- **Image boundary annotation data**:
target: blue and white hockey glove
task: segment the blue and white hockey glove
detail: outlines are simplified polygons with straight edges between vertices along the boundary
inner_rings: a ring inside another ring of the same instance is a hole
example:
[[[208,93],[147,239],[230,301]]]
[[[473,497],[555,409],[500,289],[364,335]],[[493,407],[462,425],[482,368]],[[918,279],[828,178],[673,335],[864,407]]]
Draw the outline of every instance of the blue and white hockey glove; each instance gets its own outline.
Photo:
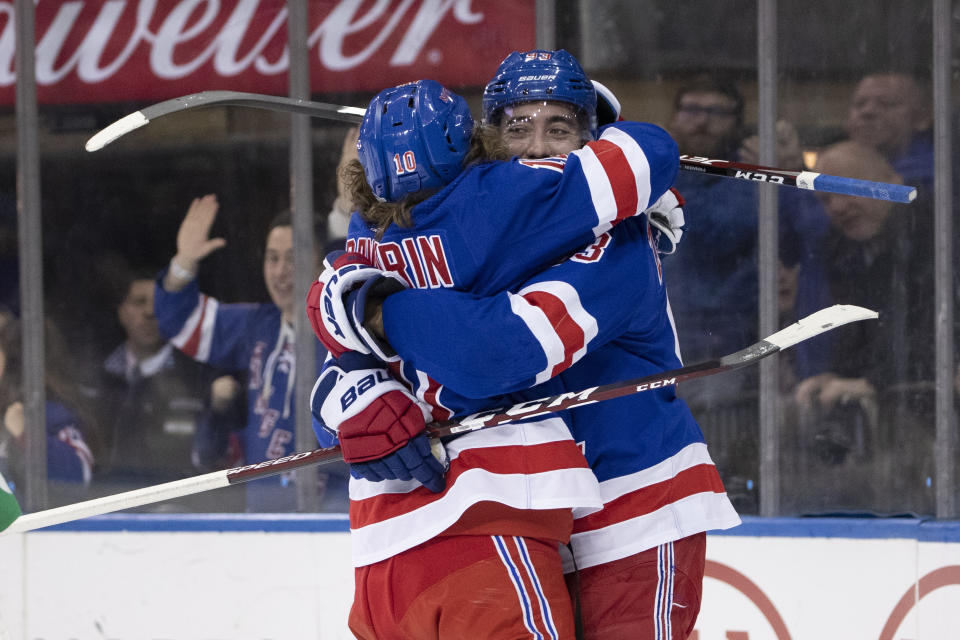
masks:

- **The problem**: Write out every line of the items above word for word, leaving out the pictures.

- **Problem solution**:
target: blue and white hockey glove
task: segment the blue and white hockey glove
detail: outlines are simplified polygons with straight edges between vertices along the boundary
inner_rings: a ring inside another ring of the same instance is a hole
example:
[[[208,93],[147,239],[230,301]]]
[[[473,497],[555,409],[500,289],[364,335]],[[493,407],[462,425],[482,368]],[[918,279],[828,178],[673,335],[864,407]]]
Draw the outline of every instance of the blue and white hockey glove; each instance gets its own outline.
Photo:
masks:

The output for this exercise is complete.